(Detection examples)
§

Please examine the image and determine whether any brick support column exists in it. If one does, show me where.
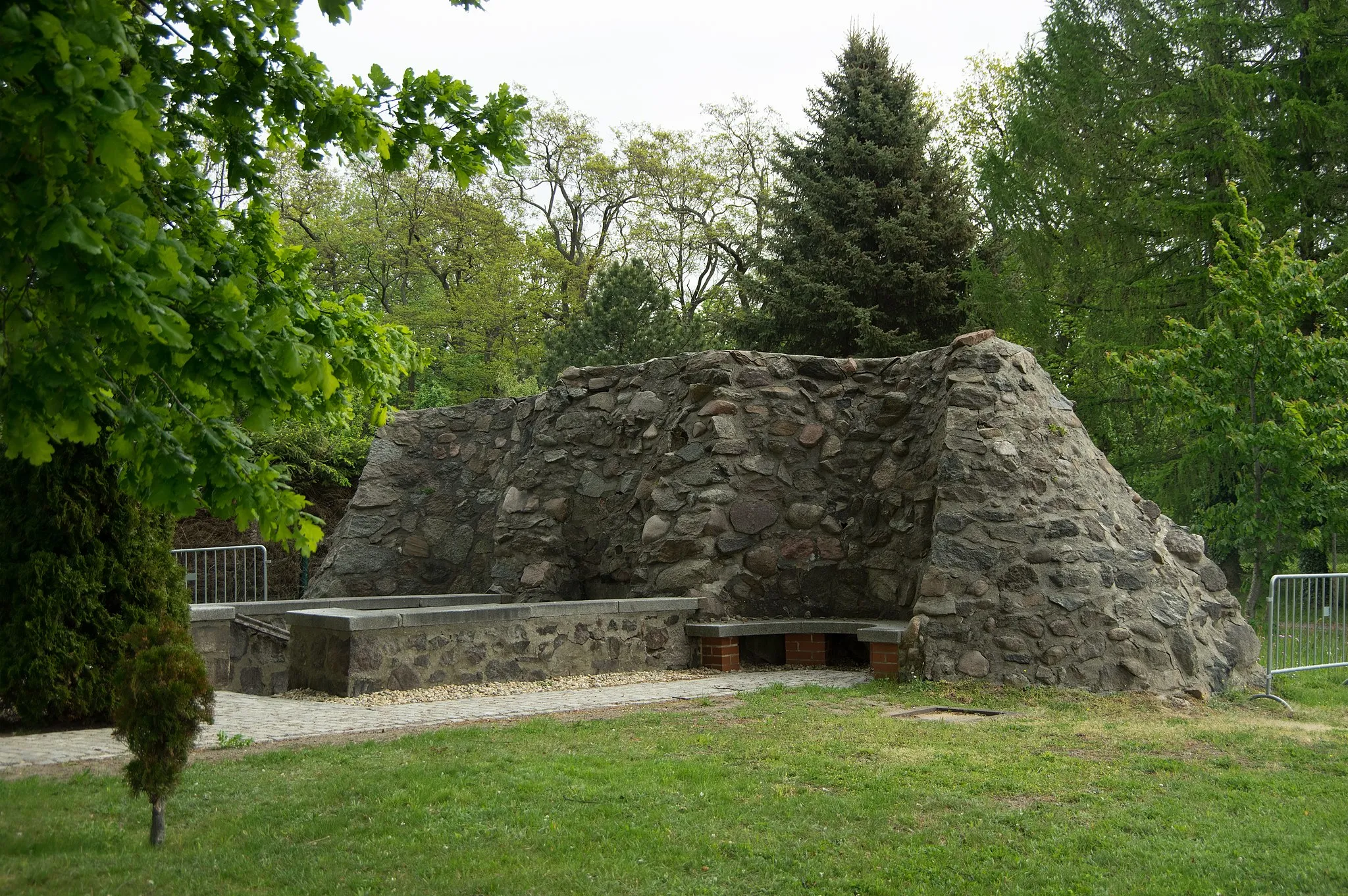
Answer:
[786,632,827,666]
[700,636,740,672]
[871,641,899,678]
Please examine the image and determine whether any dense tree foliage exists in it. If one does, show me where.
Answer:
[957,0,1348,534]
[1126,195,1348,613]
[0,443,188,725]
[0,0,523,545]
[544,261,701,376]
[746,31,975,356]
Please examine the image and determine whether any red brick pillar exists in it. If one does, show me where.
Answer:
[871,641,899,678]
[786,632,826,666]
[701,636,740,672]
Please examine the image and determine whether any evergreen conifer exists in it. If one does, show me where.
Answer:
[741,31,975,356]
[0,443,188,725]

§

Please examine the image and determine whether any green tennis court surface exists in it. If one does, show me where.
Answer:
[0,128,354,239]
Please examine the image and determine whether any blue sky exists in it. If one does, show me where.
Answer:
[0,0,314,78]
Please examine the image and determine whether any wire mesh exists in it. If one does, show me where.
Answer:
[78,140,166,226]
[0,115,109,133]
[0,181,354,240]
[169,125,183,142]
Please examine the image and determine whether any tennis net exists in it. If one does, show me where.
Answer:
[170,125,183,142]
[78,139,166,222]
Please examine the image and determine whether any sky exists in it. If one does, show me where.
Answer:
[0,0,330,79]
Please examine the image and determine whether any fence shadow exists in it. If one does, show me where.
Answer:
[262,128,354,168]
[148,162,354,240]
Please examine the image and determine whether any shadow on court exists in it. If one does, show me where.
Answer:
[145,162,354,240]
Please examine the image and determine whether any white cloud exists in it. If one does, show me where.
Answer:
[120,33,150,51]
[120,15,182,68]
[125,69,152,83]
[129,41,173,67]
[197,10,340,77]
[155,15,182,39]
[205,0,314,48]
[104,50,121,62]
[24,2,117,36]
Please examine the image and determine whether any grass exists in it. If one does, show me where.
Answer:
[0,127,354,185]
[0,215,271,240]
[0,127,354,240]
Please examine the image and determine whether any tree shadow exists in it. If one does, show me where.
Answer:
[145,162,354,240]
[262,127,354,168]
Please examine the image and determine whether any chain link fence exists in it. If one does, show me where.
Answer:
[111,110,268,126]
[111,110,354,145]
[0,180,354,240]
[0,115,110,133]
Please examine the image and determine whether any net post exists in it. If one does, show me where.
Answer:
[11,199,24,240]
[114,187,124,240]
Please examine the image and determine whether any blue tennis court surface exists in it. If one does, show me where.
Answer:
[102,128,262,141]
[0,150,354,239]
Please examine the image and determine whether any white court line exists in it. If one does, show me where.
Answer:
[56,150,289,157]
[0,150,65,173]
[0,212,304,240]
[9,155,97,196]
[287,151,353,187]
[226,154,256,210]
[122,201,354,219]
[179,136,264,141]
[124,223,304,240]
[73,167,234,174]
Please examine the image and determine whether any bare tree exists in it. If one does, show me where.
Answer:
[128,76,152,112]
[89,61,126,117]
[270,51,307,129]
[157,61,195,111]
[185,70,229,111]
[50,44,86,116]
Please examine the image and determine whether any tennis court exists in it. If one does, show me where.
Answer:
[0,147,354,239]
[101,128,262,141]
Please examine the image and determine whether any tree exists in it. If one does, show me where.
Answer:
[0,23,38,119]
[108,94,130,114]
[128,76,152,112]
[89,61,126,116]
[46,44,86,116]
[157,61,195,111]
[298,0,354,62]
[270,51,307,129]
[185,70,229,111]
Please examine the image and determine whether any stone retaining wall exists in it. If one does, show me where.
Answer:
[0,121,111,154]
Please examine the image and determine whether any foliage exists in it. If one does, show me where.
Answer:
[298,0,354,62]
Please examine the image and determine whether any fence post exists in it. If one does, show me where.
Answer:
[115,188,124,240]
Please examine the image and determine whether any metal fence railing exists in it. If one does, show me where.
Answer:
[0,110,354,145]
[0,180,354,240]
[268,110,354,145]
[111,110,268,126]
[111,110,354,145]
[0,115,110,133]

§

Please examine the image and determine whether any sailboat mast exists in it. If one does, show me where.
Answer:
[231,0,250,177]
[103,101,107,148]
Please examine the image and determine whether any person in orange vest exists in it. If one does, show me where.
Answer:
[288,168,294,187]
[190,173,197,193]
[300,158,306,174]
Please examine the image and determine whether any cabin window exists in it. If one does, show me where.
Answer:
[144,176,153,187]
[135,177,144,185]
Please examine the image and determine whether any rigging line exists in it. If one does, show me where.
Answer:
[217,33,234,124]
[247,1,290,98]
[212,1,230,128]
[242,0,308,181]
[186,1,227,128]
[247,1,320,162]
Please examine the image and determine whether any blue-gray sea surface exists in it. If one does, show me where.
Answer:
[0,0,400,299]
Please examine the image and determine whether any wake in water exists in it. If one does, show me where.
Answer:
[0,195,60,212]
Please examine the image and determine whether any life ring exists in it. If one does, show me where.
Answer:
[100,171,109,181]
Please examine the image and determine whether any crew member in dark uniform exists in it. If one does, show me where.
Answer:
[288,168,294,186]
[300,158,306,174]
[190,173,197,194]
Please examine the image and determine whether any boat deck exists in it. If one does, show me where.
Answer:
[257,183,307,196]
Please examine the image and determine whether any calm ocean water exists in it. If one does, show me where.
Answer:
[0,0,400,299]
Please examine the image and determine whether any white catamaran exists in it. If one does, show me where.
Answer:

§

◆ Your goal: Pull out the lines of the material above, starting at the line containing "Please examine the image and determine whether any tree shadow" and ending at the line containing "[114,187,124,240]", with both of those lines included. Reproduce them character for character.

◆ Full output:
Please examine the image and determine whether any tree shadow exists in it. If one does, show me where.
Answer:
[145,162,354,240]
[262,127,354,168]
Please examine the image and determine whether any chain link fence exists in it. If one does, show me where.
Answer:
[111,110,268,126]
[111,110,354,145]
[0,180,354,240]
[0,115,110,133]
Please examine the image and determine whether any net post exists in it. If one does, show me where.
Answer:
[11,199,24,240]
[114,187,124,240]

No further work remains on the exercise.